*Dataset records*:
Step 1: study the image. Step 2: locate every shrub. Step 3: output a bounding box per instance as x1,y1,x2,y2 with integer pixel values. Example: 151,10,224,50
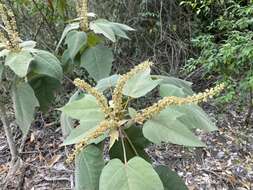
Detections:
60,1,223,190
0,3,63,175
==
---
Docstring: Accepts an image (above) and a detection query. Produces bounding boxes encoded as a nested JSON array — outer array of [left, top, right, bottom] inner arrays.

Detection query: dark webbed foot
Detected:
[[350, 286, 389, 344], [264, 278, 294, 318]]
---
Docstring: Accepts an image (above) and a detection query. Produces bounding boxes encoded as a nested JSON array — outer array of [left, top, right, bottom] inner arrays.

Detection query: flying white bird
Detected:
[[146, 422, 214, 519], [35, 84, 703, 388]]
* * *
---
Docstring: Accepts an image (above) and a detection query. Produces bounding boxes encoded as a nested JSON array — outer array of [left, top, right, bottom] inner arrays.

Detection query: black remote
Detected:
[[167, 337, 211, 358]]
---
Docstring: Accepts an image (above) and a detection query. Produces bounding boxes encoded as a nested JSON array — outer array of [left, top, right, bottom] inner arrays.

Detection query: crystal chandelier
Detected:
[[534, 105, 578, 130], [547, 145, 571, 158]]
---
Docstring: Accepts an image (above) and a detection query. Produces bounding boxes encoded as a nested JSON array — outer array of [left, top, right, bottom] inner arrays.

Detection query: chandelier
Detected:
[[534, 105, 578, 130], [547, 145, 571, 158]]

*Exercise instructions*: Pick out each line of the items above that contains the string "chandelier", and copy those lines in full. Treat case as significant.

*Task answer*:
Detection query: crystal chandelier
Detection query: chandelier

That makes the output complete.